■ **SOURCE PASSAGE**
2009-02-12 Thread Xin LI
-BEGIN PGP SIGNED MESSAGE-
Hash: SHA1

Hi, Karl,

Karl Denninger wrote:
 I have a machine that can run either (proved, I can boot the AMD-64
 release disk)
 
 Can I SOURCE UPGRADE from one to the other?  That is, is it possible to
 do a make buildworld, make buildkernel and then make installkernel
 and wind up with AMD64 instead of the 32-bit code?
 
 Or must I reinstall?
 
 It APPEARS I can run most 32-bit code on a 64-bit system.  Not all
 works, but most does.

This is sort of doable but highly recommend you not to do that
thing.  The simplest way to do 32-bit to 64-bit upgrade would be to
backup your data, install from scratch, then restore data; mixing 32-bit
and 64-bit stuff together, especially without 32-bit stuff moved to the
right place, is among the most terrible mess you wanted to avoid.

■ **ENTRIES**
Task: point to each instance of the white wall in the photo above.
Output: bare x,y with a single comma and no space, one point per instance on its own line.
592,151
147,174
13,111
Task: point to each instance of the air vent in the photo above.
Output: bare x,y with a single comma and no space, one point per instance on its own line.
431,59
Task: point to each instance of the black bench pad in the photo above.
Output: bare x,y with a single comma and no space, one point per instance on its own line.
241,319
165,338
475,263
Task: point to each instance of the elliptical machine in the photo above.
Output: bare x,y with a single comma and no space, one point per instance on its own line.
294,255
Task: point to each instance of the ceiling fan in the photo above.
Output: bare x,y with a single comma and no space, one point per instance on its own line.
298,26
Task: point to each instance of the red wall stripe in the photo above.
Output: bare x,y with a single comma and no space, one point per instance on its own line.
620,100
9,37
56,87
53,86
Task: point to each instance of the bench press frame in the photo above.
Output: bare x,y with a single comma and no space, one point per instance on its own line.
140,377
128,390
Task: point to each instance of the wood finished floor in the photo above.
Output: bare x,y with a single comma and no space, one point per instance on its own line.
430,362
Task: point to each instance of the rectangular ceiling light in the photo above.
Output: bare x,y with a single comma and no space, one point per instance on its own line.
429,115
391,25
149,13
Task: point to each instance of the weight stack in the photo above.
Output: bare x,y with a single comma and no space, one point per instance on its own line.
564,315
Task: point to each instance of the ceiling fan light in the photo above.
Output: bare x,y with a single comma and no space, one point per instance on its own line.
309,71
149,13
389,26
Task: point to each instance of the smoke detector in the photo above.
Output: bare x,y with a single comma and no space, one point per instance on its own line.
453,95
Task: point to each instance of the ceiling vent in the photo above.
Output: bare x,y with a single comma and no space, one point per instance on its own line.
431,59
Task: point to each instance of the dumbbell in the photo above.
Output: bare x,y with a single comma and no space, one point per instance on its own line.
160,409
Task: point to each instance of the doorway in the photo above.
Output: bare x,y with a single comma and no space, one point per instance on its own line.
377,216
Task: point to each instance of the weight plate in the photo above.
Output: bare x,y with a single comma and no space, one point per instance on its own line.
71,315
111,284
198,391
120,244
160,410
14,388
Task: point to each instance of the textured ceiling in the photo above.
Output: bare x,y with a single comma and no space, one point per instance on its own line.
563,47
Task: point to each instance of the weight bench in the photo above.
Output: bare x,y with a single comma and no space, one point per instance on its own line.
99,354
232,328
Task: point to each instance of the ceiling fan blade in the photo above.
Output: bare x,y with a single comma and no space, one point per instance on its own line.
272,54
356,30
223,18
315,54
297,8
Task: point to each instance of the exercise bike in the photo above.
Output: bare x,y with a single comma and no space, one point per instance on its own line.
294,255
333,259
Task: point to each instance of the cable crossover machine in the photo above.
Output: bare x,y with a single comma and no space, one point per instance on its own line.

■ **DIRECTIVES**
- A) What does the mailing-list reply on moving from 32-bit to 64-bit call the simplest way to do the upgrade?
- B) Resume the mailing-list reply about upgrading a machine from 32-bit to 64-bit, continuing on from its last sentence.
The records were drawn from a separate source.

■ **OUTPUTS**
- A) Back up your data, install from scratch, then restore the data.

- B)
Online upgrade can be done if you have your 64-bit world/kernel built
and installed into a separate directory (i.e. make world kernel
DESTDIR=/path/to/a/temp/place), then drop into single user mode, then
tar then pipe to another tar to extract the whole thing to /, but this
is really a foot, gun, shoot thing.

Cheers,
- --
Xin LI delp...@delphij.nethttp://www.delphij.net/
FreeBSD - The Power to Serve!
-BEGIN PGP SIGNATURE-
Version: GnuPG v2.0.10 (FreeBSD)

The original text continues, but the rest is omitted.